-- What to do --
a: Reproduce the stretch of the coronavirus travel article from "Amid these inspirational" through "of the industry.", word for word.
b: Carry on the article about short-term rentals and travel during the coronavirus from the point where it stops.

-- Exercise passage --
□ □ □ □ □ □ □

The Future of Travel: Signs of Hope in the Era of Coronavirus


At Guesty, we hear from short-term rental hosts every day about the struggles they face related to COVID-19. We’ve all seen the numbers: cancellations have dramatically increased while revenue has similarly declined for travel and tourism businesses across the globe.  

Every day we are inspired by the resilience of property management companies that are pivoting their businesses, adapting their strategies and finding new ways to help others during this uncertain time. For example, Guesty user D. Alexander recently announced a focus on extended stays for those isolating with their initiative Destination Isolation, while Great Dwellings is offering listings to medical personnel at significantly reduced or free rates in the Washington, D.C. area

Amid these inspirational stories, and despite these challenges, there is a lot of optimism in the short-term rental ecosystem. And just like the property management entrepreneurs and businesses we serve, we also have confidence about the future of the industry. 

‘Hostful’ for the future

We’ve already shared how based on our data, we anticipate an unprecedented surge in leisure travel this coming fall and winter (read more here). As people save up their vacation days now after canceling their spring and summer plans, we know they’ll be looking to travel in a safe and socially distant way later in the year - perhaps for a family reunion or to honor a special occasion they couldn’t celebrate as hoped. This is likely one of the reasons why the average length of stay per reservation booked has increased from 4.5 days pre-virus, to 9 days today.

□ □ □ □ □ □ □

-- Data segment --
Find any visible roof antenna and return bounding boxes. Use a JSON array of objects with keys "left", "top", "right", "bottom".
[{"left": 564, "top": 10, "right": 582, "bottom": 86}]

□ □ □ □ □ □ □

-- Answers given --
a:
Amid these inspirational stories, and despite these challenges, there is a lot of optimism in the short-term rental ecosystem. And just like the property management entrepreneurs and businesses we serve, we also have confidence about the future of the industry.

b:
In fact, our data is showing that travelers are booking holiday trips earlier than usual this year, with a 38% increase in Thanksgiving reservations and a 40% increase in reservations for Christmas compared to this time last year. Google Trends data also shows that the popularity of the phrase “when can I travel” has tripled over the past 90 days, and grown exponentially compared to the same time last year, suggesting that individuals are dreaming of future trips. 

To see the impact COVID-19 has had on short-term rentals in March and April of this year specifically, take a look at our infographic here


Positioned for recovery

It’s not far-fetched to assume that the short-term rental community is well-positioned for a quick recovery compared to others in the industry. I predict that travellers will increasingly opt for private rentals rather than a traditional hotel stay to avoid condensed common areas like shared lobbies and elevators in order to achieve less human interaction and more personal space. 

In fact, to limit face-to-face interactions, we are seeing hosts using this time to implement technologies that limit human contact. This includes tools that can power keyless check-in like RemoteLock, as well as tapping solutions such as Breezeway that can help hosts manage their cleaning staff remotely.

The path forward

It will be at least a year until things return to normal, but I’m confident that the innovative short-term rental ecosystem will be able to come out of this pandemic stronger than ever before.